REQUIRED TASKS:
a: Summarize the forum post on stocking a Tanganyikan tank in two sentences.
b: In the forum post on stocking a Tanganyikan tank, what style is the second layout idea a modified version of?
c: Reproduce the part of the forum post on stocking a Tanganyikan tank that opens with the words containing "# Stocking Scheme" and closes with "would be tempted...".

# Stocking Scheme Thoughts



## whalebite (Jan 11, 2017)

So I may come into the possession of a 120gal, 48x24x24in tank. I have my Vic Tank, but would really like to go Tanganikan. As much as I really want Benthochromis, I feel it would be unfair to keep them in this size, and they are fairly pricey, maybe if I could find a local breeder I would be tempted...
But I would much rather keep a community of interesting fish (than some gorgeous 10 inch fish is cramped quarters) that would make the tank a treat to watch an look at for hours on end. Species I that I would consider a must are Cyprichromis leptosoma (Utinta), Tanganicodus irsacae, and Lamprichthys tanganicanus. I have heard the killies can live alongside cyps, is that correct.
So what I really want if to fill the 4 niches of lake Tanganika. As the tank is barley larger than a 75 with floor space I would work off of this article http://www.cichlid-forum.com/articles/tang_community_ii.php which fills all 4 niches.
So My first thought is to use ridges of rock to separate sand beds giving a little over a square foot to shellies (I would like multies, but maybe the sumbu dwarfs if I can get them) a bit of rock for the gobies, I am also bit of a Julie admirer, could a pair work out with the gobies and kilies as I have heard they can be a bit nasty. on the other side give over 4 square feet to a Xenotilapia (probably Xenotilapia bathyphilus). I would maybe like some more non-cichlids like Synodontis petricola or lucipinnis. Maybe an eel (M. frenatus, the starry night most likely, but they may be able to eat multies, so probably a bad idea, not even sure if they would eat a goby as an adult) Another thought would be to just have a shell bed on one side (giving it closer to 4 square feet) and then a Tanganyika Val garden on the other, and defiantly do catfish
My second thought would be to make the tank more visually appealing using a modified Iwagumi style aquascape (with 2 large rock piles, one bigger and closer to the front, and the other smaller and further back, also creates some neat depth perception. Of this I have 3 different ideas. The floor space without rock would be roughly 5 square feet. So one I would want a shell dweller and Xenotilapia bathyphilus, maybe use really low ridges to contain the shells around one side of the Oyaishi stone, making it look like a mountain over a little town (this would be my preferred setup)

SUPPLIED MATERIAL:
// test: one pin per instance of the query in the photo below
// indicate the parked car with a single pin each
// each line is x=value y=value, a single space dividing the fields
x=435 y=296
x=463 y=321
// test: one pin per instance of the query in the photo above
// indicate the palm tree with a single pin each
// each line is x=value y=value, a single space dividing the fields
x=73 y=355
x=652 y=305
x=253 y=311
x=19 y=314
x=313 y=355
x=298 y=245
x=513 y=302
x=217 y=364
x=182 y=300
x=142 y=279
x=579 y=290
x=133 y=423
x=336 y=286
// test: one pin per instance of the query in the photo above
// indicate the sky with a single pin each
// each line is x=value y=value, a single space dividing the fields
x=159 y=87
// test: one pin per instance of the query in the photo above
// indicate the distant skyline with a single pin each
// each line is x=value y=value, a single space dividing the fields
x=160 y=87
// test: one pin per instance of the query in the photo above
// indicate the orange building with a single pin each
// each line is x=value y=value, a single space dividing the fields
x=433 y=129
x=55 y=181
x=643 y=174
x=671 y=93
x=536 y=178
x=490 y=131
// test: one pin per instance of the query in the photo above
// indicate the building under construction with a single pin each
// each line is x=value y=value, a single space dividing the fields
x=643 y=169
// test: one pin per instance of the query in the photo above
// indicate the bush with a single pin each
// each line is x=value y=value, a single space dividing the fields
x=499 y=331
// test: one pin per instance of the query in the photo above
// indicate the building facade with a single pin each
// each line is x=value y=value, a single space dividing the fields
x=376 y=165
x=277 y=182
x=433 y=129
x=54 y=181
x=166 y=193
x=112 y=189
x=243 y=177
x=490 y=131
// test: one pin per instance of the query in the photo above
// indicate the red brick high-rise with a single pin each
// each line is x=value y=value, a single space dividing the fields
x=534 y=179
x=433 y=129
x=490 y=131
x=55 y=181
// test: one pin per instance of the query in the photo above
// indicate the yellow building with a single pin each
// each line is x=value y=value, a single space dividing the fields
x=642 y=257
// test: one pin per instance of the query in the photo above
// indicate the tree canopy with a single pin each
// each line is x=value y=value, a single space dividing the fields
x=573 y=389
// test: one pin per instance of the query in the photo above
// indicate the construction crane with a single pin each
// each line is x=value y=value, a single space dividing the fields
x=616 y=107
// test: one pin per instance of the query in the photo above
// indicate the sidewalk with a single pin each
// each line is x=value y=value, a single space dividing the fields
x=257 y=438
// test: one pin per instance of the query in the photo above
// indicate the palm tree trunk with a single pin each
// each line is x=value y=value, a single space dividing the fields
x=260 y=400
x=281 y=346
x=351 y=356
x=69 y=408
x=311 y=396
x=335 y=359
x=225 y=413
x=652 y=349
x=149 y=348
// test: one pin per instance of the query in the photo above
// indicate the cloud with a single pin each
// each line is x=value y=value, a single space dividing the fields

EXERCISE ANSWERS:
a: The poster may get a 120-gallon, 48x24x24-inch tank and wants a Lake Tanganyika community that fills the lake's four niches, with Cyprichromis leptosoma, Tanganicodus irsacae, and Lamprichthys tanganicanus as must-have species. Two layouts are weighed: rock ridges separating sand beds for shell dwellers, gobies, and a Xenotilapia, or a modified Iwagumi-style aquascape with two large rock piles.

b: The Iwagumi aquascape style.

c:
# Stocking Scheme Thoughts



## whalebite (Jan 11, 2017)

So I may come into the possession of a 120gal, 48x24x24in tank. I have my Vic Tank, but would really like to go Tanganikan. As much as I really want Benthochromis, I feel it would be unfair to keep them in this size, and they are fairly pricey, maybe if I could find a local breeder I would be tempted...